# [Исходный текст]
* * * *

– Речь не о баллах, речь о квадрате, который ромб.
– Я проверю, – повторила очаровательная и любимая как ребёнком, так и мамой учительница.
Эпизод 4: Пятый класс, тема: сложение и вычитание положительных и отрицательных чисел.
– Дети, смотрите: если мы складываем (-5) и 8 – это то же самое, что 8-5, то есть ответ 3. Если же хотим посчитать -5 -8 (взмах и круговое движение руками) – тут непонятно, chemical reaction – и ответ (-13) (видимо, в результате химической реакции) . Как следствие такого объяснения – всеобщий восторг и ликование детей: хохот, радость. Если кто и не понял, это вполне нормально. Ведь вовлечены необъяснимые силы, и понять это просто невозможно, так что лучше уж просто посмеяться.
Эпизод 5: Шестой класс, тема: вертикальные углы.
Ребёнок приносит домой неправильное (неполное) определение вертикальных углов (вертикальные углы – это несмежные конгруэнтные углы). Мама пытается объяснить учительнице, нарисовав целый пучок несмежных конгруэнтных, но НЕ вертикальных углов, что лучше исправить определение, так как у детей могут быть проблемы.
– Я удивлена, что у вашего ребёнка, сильного в математике, проблемы с пониманием вертикальных углов.
– Речь не о моём ребёнке, я ему объяснила. Речь о неправильном определении и о тех детях, которым дома некому помочь.
– В моём классе ВСЕ могут нарисовать вертикальные углы!!! – гордо выпятив грудь в защиту класса, отчеканила учительница.
– Но это же математика, не рисование?!
Так и разошлись.
Это только некоторые эпизоды из истории взаимоотношений моей подруги с американским преподаванием математики, если написать всё, получится целая книга. Во всех приведённых примерах можно заметить что-то общее, объединяющее всех учительниц. Удивительная непосредственность, открытость, способность без какой-либо застенчивости признать отсутствие элементарных знаний, которые, конечно же, по их мнению, совсем не элементарны. Всё сводится к простой формуле: «Перед нами Монстр, и мы делаем всё возможное, чтобы его сразить!»
Интересно, что при таком сугубо бытовом подходе к образованию и обучению (в частности, математике) в школах, Америка полна сильнейшими университетами, где люди получают блестящее образование.
Что ещё меня впечатлило в Америке – это дороги, особенно в Калифорнии. Эти переплетения магистралей на трёх-четырёх уровнях, на каждом из которых может быть по пять рядов в обоих направлениях.

* * * *

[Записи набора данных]
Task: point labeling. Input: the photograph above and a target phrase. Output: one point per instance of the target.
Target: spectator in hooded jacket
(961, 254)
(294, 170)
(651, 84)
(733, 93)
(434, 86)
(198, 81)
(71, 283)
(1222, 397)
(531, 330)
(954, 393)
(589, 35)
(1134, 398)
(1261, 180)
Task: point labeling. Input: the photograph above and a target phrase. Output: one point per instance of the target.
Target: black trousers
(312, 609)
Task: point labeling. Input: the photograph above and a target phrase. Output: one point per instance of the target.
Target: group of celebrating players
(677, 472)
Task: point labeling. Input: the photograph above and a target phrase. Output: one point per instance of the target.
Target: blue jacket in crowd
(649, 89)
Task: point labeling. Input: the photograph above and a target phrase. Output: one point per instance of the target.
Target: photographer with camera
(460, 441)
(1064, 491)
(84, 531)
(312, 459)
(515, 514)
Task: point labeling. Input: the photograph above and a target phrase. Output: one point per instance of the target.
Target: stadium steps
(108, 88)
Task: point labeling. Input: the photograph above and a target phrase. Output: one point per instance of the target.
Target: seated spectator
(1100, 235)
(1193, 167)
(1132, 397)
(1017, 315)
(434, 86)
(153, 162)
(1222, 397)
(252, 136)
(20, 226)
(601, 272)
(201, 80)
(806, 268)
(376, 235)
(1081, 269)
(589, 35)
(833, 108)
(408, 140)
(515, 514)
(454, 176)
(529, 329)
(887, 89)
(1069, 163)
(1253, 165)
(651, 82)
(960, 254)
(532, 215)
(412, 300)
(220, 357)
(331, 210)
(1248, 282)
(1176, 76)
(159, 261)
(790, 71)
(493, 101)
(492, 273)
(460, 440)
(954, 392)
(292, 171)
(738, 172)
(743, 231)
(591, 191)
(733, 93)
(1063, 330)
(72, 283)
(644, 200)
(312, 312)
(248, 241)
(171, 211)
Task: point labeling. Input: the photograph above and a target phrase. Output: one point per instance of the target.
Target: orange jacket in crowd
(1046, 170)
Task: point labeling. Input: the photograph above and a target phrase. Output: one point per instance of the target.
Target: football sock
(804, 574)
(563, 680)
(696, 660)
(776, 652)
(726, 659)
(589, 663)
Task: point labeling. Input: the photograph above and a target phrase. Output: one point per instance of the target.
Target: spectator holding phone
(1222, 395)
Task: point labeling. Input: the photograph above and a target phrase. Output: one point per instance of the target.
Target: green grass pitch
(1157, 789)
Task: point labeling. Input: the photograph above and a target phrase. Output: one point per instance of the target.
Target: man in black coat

* * * *

# [Что сделать]
Верните без изменений фрагмент текста об уроках математики: всё, начиная со слов «Эпизод 4: Пятый» и вплоть до слов «уж просто посмеяться.».

# [Решение задания]
Эпизод 4: Пятый класс, тема: сложение и вычитание положительных и отрицательных чисел.
– Дети, смотрите: если мы складываем (-5) и 8 – это то же самое, что 8-5, то есть ответ 3. Если же хотим посчитать -5 -8 (взмах и круговое движение руками) – тут непонятно, chemical reaction – и ответ (-13) (видимо, в результате химической реакции) . Как следствие такого объяснения – всеобщий восторг и ликование детей: хохот, радость. Если кто и не понял, это вполне нормально. Ведь вовлечены необъяснимые силы, и понять это просто невозможно, так что лучше уж просто посмеяться.